Сегодня я все чаще ловлю себя на мысли, что абсолютно не понимаю, на что с таким упорством напирал Достоевский, задаваясь вопросами типа: «Бога нет – все дозволено!» Какой загадочный смысл он вкладывал в это восклицание, точнее не он, а один из его персонажей, кажется, Иван Карамазов, я уже точно и не помню, но не в этом дело! «Бога нет – все дозволено!», «Бог есть – ничего не дозволено!», «Бога нет – кое-что дозволено!» и т. д., в этом же духе. Признаюсь, для меня все эти высказывания сливаются в одно. Я, действительно, не понимаю, чем они отличаются друг от друга и почему герою Достоевского одно из сочетаний этих слов казалось столь важным, почему он предпочитал его остальным. На мой взгляд, он с таким же успехом мог бы задаваться, например, вопросом о первичности материи: «Материя первична, дух вторичен!» – или же: «Бытие определяет сознание!»… Я в равной мере не понимаю всех этих определений и формулировок: мне кажется, что человек, изрекающий подобное, должен пребывать в состоянии какого-то сна, то есть принимать за реальность нечто не имеющее к ней никакого отношения. Вот если бы Достоевский защищал диссертации, был соискателем научной степени, получал бы за это бабки, то есть вынужден был бы задаваться такими вопросами по долгу службы, тогда бы еще хоть что-то можно было понять. Но ведь Достоевский, скорее всего, когда писал «Братьев Карамазовых», был совершенно искренен и, судя по всему, ни на секунду не сомневался, что все люди и через сто лет будут с таким же пафосом, как и его персонажи, восклицать: «Бога нет – все дозволено!» То есть он считал, что затронул какую-то очень важную вечную тему, – еще бы, ведь речь идет о самом Боге, – и вот эта его наивность сегодня кажется мне едва ли не самой жалкой и смешной во всем его творчестве.

А все эти образы проституток, которым помогает сам Бог, изнасилованных девочек, алкашей за бутылочкой, которым «некуда больше идти», людей из подполья, преступников, жаждущих выйти на площадь, поцеловать землю и покаяться, чахоточных девушек, добрых, хороших и умных идиотов – да сколько их вообще здесь! Вся Россия ими населена. Не знаю точно, но думаю, что со времен Достоевского их количество выросло просто в геометрической прогрессии, и они продолжают клонироваться, и им всегда есть на что сослаться, чем оправдать собственную жизнь. На Достоевского, и только на него! В сегодняшней России, кажется, практически все обыватели поголовно мнят себя персонажами Достоевского. И это печально, точнее, смешно. «Трагедия русской души» все больше начинает смахивать на комедию.

Выдержки из записей:
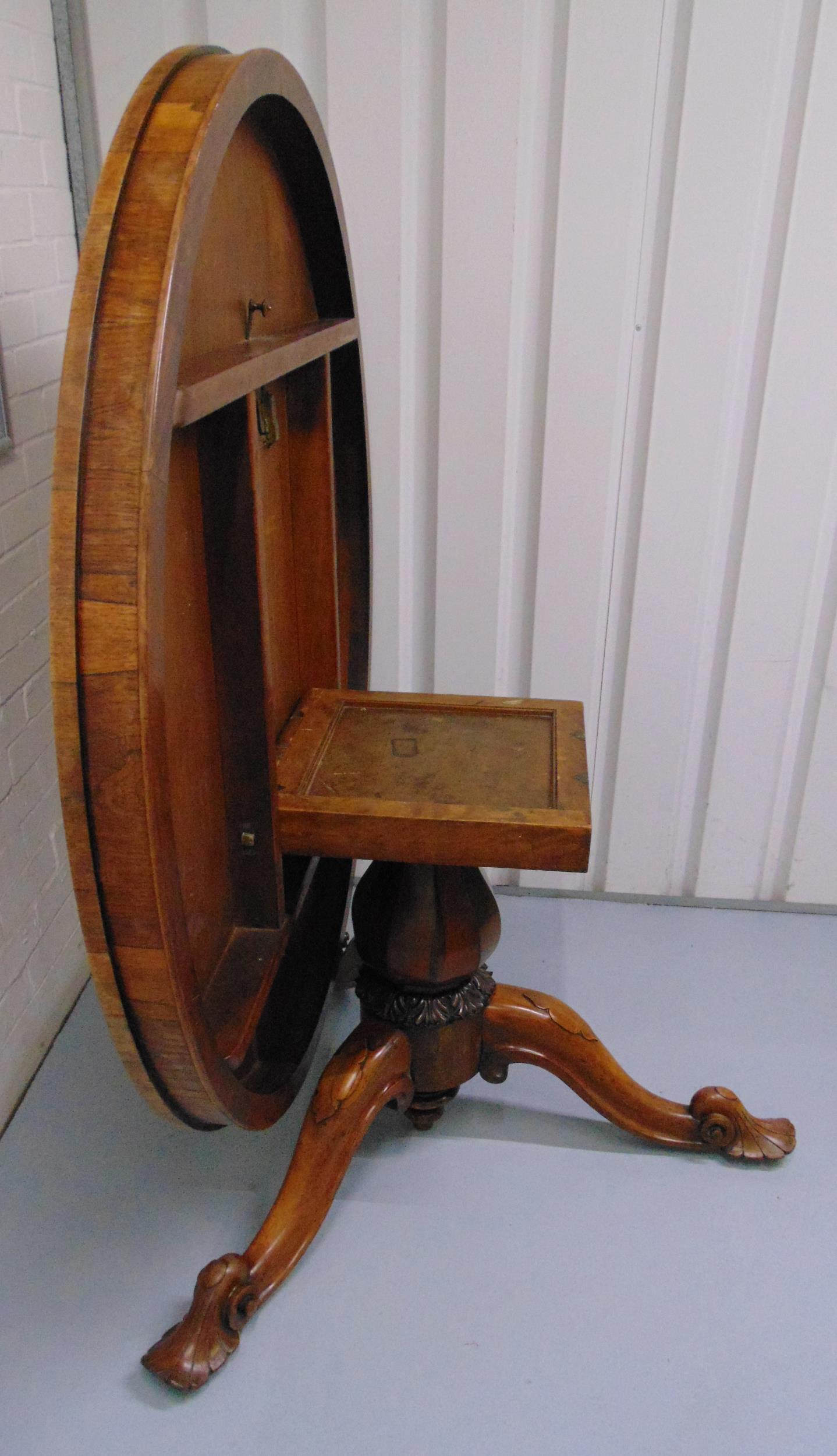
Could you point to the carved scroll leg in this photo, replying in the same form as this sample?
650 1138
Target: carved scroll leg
370 1069
523 1026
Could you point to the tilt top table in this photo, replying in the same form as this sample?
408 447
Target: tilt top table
222 762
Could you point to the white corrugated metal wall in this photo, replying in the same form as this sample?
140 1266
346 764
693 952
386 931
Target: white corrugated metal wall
596 254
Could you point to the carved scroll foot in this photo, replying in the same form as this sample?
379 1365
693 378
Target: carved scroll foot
204 1340
725 1126
523 1026
370 1070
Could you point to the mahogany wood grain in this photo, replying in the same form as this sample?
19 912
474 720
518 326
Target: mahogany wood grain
524 1026
370 1070
436 779
211 380
220 759
211 153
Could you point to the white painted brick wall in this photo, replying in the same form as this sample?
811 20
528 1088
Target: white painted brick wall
41 953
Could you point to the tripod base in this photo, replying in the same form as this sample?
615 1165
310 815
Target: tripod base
421 1037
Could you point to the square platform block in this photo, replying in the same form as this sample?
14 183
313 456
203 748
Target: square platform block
436 779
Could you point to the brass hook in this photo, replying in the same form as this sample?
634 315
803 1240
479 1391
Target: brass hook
264 308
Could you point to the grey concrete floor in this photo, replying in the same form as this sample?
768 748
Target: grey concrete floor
523 1279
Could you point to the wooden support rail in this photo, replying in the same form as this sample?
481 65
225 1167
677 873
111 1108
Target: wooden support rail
214 380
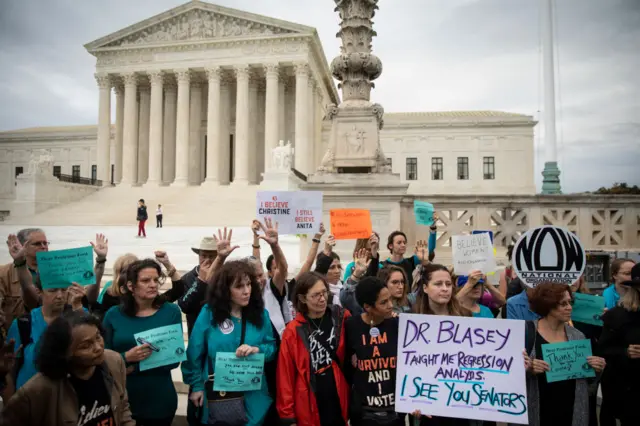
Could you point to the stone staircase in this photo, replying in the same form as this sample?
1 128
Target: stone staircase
192 206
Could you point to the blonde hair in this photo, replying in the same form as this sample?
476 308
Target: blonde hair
631 299
120 267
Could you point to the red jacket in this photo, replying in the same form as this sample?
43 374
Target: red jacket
296 399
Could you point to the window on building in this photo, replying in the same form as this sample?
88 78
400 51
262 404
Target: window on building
463 168
75 173
412 168
489 168
437 171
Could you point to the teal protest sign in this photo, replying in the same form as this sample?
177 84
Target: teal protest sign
60 268
423 212
233 374
568 360
166 343
587 309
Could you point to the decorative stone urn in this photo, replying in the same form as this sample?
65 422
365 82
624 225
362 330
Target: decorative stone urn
354 144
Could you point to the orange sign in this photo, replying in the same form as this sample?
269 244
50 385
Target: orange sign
350 224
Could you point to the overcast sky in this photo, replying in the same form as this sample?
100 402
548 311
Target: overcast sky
437 55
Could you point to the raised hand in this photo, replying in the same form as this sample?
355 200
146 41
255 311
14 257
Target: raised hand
224 242
270 231
422 251
16 250
101 246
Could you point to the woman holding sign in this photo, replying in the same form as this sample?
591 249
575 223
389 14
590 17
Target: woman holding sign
152 395
312 390
236 325
553 400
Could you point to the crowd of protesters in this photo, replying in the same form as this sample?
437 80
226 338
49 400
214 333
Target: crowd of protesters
70 355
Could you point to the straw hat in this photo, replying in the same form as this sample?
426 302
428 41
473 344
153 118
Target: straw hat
207 244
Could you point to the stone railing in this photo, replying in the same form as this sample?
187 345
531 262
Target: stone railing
602 222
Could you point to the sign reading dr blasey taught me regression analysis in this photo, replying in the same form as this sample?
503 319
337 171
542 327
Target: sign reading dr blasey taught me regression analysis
461 367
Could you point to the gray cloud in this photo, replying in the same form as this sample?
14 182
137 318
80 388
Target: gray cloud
438 55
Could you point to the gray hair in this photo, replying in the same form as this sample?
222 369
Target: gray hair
24 234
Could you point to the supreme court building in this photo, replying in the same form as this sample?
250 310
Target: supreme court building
204 93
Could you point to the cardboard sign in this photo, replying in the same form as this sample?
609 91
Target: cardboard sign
233 374
60 268
350 224
568 360
461 367
587 308
473 252
297 212
548 254
423 212
166 343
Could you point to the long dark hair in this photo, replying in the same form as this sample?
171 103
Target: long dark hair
220 293
53 347
129 306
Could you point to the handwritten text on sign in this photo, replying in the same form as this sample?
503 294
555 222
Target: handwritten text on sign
297 212
473 252
350 224
60 268
461 367
568 360
233 374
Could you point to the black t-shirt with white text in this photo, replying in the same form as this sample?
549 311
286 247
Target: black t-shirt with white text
374 376
94 403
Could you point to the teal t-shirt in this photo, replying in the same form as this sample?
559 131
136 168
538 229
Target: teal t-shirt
484 313
151 392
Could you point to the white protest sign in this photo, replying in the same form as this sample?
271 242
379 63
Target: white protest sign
461 367
548 254
297 212
473 252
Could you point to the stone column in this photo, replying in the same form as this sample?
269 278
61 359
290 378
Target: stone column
214 142
271 113
182 129
169 133
130 130
311 114
103 154
302 130
195 122
155 129
241 155
225 131
117 170
143 134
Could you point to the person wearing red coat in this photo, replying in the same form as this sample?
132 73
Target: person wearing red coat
311 387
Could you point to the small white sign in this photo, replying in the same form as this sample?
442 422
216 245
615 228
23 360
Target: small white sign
461 367
473 252
548 254
297 212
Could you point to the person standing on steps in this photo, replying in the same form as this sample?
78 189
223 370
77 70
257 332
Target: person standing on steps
142 217
159 216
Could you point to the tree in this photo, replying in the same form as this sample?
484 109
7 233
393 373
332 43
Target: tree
620 188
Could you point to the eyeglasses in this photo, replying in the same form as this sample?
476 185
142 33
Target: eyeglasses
316 296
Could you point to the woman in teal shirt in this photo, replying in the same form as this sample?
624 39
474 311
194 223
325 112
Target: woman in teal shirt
152 396
236 295
470 294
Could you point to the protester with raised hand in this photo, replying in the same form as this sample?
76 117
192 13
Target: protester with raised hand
620 345
151 392
234 320
561 403
79 382
312 351
471 293
17 289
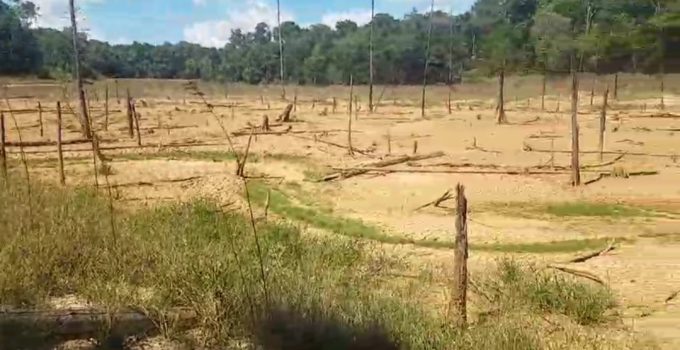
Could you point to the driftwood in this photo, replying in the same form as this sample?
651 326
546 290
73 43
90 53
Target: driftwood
46 143
584 258
285 115
627 175
578 273
443 198
529 148
146 183
351 172
35 329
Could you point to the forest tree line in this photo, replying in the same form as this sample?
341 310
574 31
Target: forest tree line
519 36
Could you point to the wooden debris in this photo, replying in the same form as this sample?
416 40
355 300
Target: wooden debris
347 173
285 115
436 203
584 258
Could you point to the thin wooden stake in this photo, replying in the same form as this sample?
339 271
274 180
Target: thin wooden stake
60 154
130 114
603 122
106 108
349 118
42 131
458 306
427 60
575 163
3 150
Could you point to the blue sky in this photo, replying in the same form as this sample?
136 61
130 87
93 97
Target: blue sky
209 22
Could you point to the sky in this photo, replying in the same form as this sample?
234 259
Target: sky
209 22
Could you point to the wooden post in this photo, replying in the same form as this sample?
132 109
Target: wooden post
545 78
85 119
137 117
349 118
106 108
117 95
60 154
427 60
458 306
501 119
3 150
616 86
370 60
603 122
42 130
575 163
130 114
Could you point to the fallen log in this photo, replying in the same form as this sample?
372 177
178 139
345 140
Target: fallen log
529 148
443 198
584 258
23 329
627 175
146 183
351 172
45 143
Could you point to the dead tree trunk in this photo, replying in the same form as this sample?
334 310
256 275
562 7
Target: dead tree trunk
458 305
281 58
130 115
106 108
370 61
84 119
427 60
543 89
575 163
3 150
616 86
60 154
501 118
349 117
603 122
42 131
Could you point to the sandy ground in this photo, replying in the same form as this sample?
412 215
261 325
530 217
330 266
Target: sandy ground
643 272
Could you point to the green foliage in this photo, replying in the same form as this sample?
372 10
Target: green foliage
515 35
518 286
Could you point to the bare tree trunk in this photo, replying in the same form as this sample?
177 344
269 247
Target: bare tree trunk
458 305
543 88
501 98
84 119
106 108
349 118
427 60
60 154
370 61
42 131
616 86
130 115
603 122
3 150
575 163
281 59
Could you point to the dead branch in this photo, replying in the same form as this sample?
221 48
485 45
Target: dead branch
578 273
21 327
351 172
285 115
584 258
146 183
445 197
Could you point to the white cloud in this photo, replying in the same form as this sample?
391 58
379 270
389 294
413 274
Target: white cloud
55 14
216 33
360 16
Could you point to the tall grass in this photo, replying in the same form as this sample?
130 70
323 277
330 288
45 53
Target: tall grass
324 292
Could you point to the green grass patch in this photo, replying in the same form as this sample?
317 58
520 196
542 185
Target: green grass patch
515 285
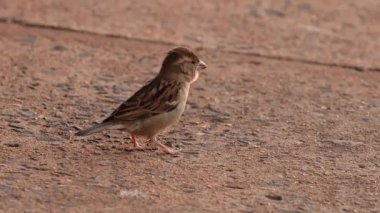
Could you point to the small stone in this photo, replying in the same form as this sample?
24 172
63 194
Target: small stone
15 145
49 138
235 186
273 196
276 13
24 132
59 48
119 89
345 142
132 193
16 125
27 114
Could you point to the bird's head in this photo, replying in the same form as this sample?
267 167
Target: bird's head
181 64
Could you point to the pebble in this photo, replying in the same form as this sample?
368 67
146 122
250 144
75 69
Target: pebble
49 137
15 145
274 196
59 48
345 142
15 125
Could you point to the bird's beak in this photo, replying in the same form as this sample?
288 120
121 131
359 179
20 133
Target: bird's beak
201 65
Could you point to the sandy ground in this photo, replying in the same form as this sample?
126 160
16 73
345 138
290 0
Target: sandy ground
285 119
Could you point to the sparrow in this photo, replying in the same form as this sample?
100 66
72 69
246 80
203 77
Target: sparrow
157 105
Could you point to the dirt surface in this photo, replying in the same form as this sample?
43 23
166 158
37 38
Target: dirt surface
266 128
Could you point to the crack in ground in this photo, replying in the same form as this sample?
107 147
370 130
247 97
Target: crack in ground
24 23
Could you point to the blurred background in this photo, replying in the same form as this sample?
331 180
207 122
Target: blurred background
286 117
326 31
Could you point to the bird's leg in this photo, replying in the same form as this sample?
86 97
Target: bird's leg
164 147
135 143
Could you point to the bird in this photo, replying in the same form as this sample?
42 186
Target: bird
158 104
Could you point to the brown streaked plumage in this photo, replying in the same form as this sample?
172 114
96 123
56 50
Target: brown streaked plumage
158 104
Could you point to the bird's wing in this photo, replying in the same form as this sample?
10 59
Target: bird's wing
157 97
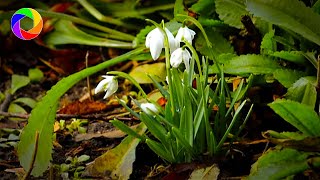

Необходимые действия:
[1] На что, согласно тексту о Достоевском, все больше начинает смахивать «трагедия русской души»?
[2] Продолжите текст о Достоевском, начав сразу после его последнего предложения.

Ответы к заданиям:
[1] На комедию.

[2]
Помню, мне еще в ранней молодости приснился Достоевский, но не бородатый и сгорбленный, каким его часто изображают, а молодой – такое белесое лицо с немного смазанными чертами – закомплексованный юнец. И мы с ним долго говорили во сне: я жаловалась, что меня никто не понимает, родители, естественно, угнетают, а вот он меня понял, и этот разговор меня тогда как-то умиротворил, принес облегчение, я до сих пор помню этот сон, – если и бывают вещие сны, то мой сон как раз можно назвать таким. И действительно, вся моя жизнь так и пошла, просто по Достоевскому, так все и развивалось как по нотам, как будто в новом его романе, вплоть до подполья и психушки, и полного упадка и деградации, причем конца этому нет, окончательно мне от Достоевского избавиться так и не удалось, и, боюсь, никогда не удастся, это уже на всю жизнь. Стоит только очутиться где-нибудь на Крюковом канале или на Гороховой, то так и начинает тянуть, тянуть, заклинивает… Хотя теперь от былого восхищения не осталось и следа. Все прошло, как сон, как утренний туман!

Но это вовсе не означает, что я стала разделять, например, мнение Набокова о Достоевском. Отнюдь! На мнение Набокова мне глубоко плевать! Набоков Достоевскому вовсе не конкурент, так как не способен противопоставить ему ничего, кроме своего мещанского профессорского бытия и мелкой извращенности, подробно и со знанием дела описанной им в «Лолите». Критикующий Достоевского Набоков напоминает мне режиссера, отснявшего, к примеру, фильм о гибели «Титаника» в ванной, а затем пытающегося выдать отснятое за происходившее в открытом море. Мне по-прежнему и сегодня интересен Достоевский, но уже совсем иначе чем в детстве, совсем с другой точки зрения. Сегодня меня больше всего занимают его отношения с Белинским.